• Problem description
Look for the line containing "Tag each instance of the tire" in the listing below. Retype that line and every subsequent line through the last one, and only those.

• Supplied entries
____________
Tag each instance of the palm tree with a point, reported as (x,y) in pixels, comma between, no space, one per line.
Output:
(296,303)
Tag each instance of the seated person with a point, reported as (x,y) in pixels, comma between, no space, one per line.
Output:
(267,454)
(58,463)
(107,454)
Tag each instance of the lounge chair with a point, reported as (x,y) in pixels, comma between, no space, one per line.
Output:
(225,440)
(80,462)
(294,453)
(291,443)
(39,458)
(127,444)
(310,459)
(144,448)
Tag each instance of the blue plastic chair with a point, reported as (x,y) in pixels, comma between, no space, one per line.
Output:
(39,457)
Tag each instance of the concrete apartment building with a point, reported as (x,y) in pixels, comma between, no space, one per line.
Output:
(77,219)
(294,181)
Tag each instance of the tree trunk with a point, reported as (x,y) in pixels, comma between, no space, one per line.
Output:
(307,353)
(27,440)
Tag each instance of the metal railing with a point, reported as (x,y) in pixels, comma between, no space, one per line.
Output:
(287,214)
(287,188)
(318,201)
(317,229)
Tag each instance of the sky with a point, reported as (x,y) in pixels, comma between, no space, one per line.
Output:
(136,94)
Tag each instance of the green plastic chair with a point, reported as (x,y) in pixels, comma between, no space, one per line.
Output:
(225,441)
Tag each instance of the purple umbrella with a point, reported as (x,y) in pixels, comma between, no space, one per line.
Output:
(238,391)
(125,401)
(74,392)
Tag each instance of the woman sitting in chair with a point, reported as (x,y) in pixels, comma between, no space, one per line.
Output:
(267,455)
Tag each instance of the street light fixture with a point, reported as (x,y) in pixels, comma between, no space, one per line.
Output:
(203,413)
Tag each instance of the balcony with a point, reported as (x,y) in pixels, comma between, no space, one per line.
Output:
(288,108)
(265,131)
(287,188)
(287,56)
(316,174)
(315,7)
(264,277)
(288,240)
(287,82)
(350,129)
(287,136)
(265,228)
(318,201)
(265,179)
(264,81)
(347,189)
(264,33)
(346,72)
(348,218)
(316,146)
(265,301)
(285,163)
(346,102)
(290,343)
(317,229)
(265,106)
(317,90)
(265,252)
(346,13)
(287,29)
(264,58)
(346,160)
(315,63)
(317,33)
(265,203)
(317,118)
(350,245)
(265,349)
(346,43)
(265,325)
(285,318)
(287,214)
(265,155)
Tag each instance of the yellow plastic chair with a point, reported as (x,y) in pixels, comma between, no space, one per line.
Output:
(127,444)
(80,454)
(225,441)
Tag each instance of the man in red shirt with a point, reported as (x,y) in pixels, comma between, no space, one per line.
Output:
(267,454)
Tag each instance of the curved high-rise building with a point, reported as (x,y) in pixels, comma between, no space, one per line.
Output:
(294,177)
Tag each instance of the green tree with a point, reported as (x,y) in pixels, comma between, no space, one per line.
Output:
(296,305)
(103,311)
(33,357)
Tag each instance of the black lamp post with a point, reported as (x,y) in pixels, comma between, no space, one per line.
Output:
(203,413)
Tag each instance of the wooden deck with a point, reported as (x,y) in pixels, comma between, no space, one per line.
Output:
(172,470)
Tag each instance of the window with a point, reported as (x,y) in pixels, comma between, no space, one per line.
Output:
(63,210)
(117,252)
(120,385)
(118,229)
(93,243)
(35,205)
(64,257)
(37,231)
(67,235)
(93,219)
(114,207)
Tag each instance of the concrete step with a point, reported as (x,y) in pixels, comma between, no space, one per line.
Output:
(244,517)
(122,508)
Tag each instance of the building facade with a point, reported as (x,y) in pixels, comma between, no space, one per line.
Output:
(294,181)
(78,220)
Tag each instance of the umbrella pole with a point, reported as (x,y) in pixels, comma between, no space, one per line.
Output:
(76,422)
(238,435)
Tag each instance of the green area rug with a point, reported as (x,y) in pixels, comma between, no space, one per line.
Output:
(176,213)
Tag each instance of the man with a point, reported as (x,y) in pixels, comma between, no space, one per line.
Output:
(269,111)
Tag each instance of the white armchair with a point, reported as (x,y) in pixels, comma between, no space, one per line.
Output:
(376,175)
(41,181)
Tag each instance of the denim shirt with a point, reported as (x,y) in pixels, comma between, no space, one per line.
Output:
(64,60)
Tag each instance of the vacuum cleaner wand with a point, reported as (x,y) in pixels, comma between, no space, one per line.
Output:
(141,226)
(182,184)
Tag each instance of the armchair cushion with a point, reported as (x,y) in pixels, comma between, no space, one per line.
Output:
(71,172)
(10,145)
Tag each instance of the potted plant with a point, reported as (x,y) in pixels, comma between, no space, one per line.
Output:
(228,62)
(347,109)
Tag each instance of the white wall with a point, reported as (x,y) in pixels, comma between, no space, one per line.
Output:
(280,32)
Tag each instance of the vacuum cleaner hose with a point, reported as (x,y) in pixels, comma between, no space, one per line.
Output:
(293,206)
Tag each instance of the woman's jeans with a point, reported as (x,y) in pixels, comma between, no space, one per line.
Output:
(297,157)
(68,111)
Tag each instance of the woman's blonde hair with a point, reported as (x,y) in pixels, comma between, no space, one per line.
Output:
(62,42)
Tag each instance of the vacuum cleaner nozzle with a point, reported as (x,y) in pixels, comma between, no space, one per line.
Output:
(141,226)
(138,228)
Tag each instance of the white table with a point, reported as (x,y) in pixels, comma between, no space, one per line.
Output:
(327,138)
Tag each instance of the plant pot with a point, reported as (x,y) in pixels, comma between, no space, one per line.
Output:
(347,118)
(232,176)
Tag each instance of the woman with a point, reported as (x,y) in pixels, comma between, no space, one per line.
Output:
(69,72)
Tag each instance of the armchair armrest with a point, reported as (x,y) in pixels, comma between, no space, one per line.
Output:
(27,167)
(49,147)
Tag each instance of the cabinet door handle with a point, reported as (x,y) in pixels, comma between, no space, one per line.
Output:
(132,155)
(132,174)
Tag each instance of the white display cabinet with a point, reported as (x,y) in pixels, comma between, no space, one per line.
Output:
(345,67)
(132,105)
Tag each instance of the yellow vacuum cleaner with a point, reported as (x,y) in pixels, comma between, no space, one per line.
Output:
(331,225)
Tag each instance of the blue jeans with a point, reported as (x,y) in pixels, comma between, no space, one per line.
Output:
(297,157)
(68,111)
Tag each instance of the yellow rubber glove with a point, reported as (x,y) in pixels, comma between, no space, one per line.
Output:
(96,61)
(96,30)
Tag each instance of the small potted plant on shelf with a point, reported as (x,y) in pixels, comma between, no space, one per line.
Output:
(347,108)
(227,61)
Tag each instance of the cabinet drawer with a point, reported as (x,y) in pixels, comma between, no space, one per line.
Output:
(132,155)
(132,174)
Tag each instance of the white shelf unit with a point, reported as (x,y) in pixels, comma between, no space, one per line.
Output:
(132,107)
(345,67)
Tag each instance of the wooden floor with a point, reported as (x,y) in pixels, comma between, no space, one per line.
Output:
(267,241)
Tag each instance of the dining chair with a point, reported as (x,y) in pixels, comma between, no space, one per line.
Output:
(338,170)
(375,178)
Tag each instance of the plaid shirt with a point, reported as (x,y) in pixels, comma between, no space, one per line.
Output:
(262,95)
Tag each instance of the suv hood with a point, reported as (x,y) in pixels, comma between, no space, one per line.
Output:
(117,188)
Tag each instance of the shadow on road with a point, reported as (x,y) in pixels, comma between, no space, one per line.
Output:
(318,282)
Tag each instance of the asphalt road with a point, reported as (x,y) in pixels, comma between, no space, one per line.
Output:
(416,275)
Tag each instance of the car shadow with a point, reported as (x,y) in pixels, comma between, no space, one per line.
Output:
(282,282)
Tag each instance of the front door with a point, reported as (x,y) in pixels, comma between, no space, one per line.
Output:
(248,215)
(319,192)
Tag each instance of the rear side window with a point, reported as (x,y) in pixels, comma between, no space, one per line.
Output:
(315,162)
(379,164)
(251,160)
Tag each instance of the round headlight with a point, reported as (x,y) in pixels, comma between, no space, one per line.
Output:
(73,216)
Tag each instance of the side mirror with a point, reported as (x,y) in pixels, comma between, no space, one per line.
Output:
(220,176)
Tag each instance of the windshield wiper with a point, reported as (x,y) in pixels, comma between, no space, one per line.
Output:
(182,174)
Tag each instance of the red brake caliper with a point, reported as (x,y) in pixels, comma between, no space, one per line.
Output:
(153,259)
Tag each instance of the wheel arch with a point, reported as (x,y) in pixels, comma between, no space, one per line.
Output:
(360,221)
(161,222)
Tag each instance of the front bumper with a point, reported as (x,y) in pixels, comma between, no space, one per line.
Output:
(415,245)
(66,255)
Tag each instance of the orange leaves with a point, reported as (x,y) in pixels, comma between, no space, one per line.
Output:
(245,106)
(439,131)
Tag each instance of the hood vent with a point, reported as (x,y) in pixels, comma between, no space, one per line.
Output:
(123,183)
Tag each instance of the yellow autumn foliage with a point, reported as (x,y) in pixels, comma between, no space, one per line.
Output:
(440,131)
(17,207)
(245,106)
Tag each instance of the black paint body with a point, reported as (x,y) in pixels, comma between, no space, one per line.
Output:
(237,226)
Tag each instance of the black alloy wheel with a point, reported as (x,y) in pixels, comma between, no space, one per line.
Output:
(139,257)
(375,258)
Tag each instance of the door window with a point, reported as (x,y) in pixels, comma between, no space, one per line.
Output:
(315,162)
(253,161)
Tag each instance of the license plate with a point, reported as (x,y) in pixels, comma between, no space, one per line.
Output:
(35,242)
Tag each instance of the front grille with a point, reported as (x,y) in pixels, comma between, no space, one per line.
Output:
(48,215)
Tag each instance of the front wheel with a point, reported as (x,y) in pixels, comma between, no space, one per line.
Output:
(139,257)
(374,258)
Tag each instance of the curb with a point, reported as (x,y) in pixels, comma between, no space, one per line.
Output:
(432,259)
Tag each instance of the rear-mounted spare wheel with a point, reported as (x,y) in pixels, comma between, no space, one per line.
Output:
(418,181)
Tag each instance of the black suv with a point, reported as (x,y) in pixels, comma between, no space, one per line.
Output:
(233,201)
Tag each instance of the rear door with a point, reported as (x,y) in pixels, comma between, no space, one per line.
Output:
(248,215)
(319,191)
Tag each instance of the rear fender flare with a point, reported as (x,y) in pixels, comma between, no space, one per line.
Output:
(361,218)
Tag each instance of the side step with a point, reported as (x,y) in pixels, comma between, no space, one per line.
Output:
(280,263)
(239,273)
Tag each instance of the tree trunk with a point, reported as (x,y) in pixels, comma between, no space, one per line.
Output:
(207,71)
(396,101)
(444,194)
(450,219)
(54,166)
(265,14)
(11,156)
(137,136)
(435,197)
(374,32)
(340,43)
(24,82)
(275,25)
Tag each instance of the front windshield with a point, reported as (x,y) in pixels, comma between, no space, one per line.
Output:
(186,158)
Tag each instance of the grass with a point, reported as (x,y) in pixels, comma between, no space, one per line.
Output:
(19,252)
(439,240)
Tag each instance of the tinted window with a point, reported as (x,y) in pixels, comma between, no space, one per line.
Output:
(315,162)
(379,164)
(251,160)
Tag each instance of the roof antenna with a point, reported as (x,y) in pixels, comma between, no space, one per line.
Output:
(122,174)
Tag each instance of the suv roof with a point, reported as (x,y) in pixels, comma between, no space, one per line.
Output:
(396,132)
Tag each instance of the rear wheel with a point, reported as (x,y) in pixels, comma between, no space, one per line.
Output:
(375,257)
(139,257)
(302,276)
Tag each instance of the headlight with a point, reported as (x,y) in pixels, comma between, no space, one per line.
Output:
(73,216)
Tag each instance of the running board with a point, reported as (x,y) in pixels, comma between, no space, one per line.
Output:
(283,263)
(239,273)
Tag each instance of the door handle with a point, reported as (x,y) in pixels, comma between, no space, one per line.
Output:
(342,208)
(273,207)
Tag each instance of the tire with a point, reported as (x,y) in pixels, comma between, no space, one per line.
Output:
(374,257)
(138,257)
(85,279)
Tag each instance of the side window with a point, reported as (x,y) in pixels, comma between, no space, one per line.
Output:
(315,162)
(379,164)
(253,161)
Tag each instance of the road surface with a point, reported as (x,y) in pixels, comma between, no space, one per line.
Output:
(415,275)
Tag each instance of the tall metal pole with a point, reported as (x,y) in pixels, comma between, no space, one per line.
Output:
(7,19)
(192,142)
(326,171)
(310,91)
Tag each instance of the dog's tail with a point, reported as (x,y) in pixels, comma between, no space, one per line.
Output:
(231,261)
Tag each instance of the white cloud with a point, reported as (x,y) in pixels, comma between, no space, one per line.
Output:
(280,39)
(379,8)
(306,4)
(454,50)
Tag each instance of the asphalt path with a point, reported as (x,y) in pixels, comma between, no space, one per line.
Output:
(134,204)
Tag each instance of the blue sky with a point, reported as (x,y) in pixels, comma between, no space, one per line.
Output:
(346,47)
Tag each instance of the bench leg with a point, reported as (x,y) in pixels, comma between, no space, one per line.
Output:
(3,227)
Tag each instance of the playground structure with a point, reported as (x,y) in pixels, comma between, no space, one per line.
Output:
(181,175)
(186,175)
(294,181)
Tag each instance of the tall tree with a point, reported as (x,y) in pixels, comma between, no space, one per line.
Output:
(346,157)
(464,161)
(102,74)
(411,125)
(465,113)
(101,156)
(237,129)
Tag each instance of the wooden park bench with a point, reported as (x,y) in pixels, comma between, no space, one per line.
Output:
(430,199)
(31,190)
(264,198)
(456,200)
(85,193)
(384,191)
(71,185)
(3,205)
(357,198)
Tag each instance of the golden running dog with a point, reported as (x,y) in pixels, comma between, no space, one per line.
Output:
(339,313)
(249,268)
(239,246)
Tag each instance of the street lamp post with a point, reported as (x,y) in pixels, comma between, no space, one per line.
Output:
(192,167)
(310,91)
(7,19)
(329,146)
____________
• Answer below
Tag each instance of the tire with a point, reported as (x,y) in pixels, comma between, no space, one per line.
Output:
(374,257)
(138,257)
(85,279)
Tag each instance of the side window with a point, reported as (x,y) in pixels, comma between, no space, one per line.
Output:
(315,162)
(379,164)
(253,161)
Tag each instance of the road surface with a point, reported as (x,y) in pixels, comma between, no space, one per line.
Output:
(415,275)
Tag each instance of the tall metal pole with a point, reported as (x,y) in pixels, comma between, no space, one per line.
Output:
(7,19)
(192,142)
(326,171)
(310,91)
Tag each instance of the dog's tail with a point, reported as (x,y) in pixels, comma between, no space, one per line.
Output:
(231,261)
Tag each instance of the white cloud with a point, reported as (x,y) in pixels, comma between, no space, one per line.
Output:
(280,39)
(379,8)
(306,4)
(454,50)
Tag each instance of the asphalt path with a point, reported as (x,y) in pixels, comma between, no space, one per line.
Output:
(134,204)
Tag each instance of the blue sky with a point, reported as (x,y) in pixels, comma between, no space, one per line.
Output:
(346,47)
Tag each instance of the bench leg with a point, reported as (x,y) in pixels, comma between, no space, one per line.
Output:
(3,227)
Tag each instance of the playground structure with a point, reported as (x,y) in pixels, comma between, no space, one per line.
Output:
(181,175)
(186,175)
(294,181)
Tag each instance of the tall tree with a point, reported as (x,y) in pixels, comma between, no space, one per line.
Output:
(346,157)
(464,161)
(102,74)
(411,125)
(465,113)
(101,156)
(237,129)
Tag each instance of the wooden park bench with a point, reported as (x,y) in pixels, comma between, no space, one per line.
Output:
(430,199)
(31,190)
(264,198)
(456,200)
(85,193)
(384,191)
(71,185)
(3,205)
(357,198)
Tag each instance of the golden running dog with a point, reported as (x,y) in pixels, comma between, no space, one per line.
Output:
(339,313)
(249,268)
(239,246)
Tag each instance of the street lamp post with a point, reported as (x,y) in pixels, comma between, no space, one per line.
Output:
(192,167)
(310,91)
(7,19)
(329,146)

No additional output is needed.